Directions for this task.
Rescale the data below from the line that contains "Expected: for every instance of the white fur" through the last line of the data, and give only those lines. Repeat each line, requests included, but multiply every coordinate in the answers by 2.15 and round to whole numbers, with halves rounded up.

Extracted data entries:
===============

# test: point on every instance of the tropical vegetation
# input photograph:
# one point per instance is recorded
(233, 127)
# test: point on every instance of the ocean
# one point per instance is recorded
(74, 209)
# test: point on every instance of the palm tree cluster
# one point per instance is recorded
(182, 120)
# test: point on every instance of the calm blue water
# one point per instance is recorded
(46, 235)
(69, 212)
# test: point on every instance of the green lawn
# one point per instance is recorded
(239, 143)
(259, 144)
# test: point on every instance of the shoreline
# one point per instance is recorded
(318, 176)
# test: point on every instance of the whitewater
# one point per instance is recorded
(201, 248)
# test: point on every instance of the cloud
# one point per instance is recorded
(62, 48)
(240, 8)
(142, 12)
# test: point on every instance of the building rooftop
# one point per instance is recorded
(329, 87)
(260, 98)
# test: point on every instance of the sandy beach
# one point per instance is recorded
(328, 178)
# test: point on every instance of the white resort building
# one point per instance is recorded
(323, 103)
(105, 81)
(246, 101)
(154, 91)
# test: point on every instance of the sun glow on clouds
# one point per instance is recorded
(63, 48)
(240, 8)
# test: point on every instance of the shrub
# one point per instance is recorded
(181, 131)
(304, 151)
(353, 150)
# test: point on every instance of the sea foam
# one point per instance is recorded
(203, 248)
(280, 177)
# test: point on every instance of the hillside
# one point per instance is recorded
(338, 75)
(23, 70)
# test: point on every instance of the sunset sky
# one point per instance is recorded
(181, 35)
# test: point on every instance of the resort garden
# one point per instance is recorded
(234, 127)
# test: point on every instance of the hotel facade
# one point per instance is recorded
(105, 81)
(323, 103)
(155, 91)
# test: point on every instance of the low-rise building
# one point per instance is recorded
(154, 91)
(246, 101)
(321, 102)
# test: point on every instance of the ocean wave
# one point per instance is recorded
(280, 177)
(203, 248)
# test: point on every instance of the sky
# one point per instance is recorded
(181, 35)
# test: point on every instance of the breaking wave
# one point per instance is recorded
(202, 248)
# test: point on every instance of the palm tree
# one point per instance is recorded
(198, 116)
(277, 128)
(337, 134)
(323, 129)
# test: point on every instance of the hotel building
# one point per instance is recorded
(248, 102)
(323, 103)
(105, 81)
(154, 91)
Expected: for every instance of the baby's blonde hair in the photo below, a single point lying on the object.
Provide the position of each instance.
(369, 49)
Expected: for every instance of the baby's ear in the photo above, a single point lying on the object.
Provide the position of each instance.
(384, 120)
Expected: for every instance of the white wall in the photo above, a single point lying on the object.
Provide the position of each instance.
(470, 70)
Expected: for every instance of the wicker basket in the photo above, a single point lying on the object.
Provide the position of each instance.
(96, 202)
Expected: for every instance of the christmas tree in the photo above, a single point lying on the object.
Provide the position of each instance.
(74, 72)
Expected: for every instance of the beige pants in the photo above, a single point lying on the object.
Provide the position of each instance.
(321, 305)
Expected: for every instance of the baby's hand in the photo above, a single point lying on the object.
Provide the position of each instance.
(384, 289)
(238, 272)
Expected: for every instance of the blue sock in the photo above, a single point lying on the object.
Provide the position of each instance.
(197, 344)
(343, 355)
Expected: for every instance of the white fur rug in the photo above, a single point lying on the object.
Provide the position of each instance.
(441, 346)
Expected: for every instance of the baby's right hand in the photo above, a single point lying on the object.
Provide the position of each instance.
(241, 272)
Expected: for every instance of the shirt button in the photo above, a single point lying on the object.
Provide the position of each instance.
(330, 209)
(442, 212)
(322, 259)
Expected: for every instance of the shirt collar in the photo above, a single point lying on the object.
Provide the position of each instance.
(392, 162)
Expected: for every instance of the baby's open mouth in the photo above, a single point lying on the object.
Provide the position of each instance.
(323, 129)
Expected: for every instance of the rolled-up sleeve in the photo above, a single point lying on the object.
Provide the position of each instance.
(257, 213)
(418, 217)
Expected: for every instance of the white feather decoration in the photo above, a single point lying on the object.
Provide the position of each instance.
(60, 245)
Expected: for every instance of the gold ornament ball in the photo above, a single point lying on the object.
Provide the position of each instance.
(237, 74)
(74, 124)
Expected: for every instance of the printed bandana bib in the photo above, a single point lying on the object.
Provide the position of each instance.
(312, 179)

===============

Solution.
Expected: for every instance of the white fur rug in the photo above, a single point lying on the object.
Provide the position of each instance.
(948, 744)
Expected: for every instance of the baby's right hand in the photo above, a single point lying on the object.
Provide the position of each instance.
(518, 585)
Expected: for every instance of the shirt button in the photo above, a single point lying on the object.
Provide the position of each instance.
(710, 449)
(950, 456)
(692, 557)
Expected: for every instance of the shirt collar in the photo above, a single point lying on the object.
Provide the position of each instance.
(843, 348)
Expected: for every instance of the baby's open mouth in the photo above, a single point lying on the object.
Provide the position of each instance.
(694, 277)
Expected: for every instance of the rolled-up sleeve in the photo above, a single point lying on the object.
Provide the position of each instance.
(553, 458)
(899, 467)
Expected: for every instance of the white feather decoration in the photo above, a single point lying on the object.
Provide the position of each instance.
(129, 527)
Expected: for every instance of the gold ornament ball in the photo above, a single point lying on the object.
Provide the position of each instance.
(510, 159)
(159, 267)
Expected: for every instance of the printed bandana bib in the photo above, a single point lying on the object.
Provide the position of each instance.
(671, 385)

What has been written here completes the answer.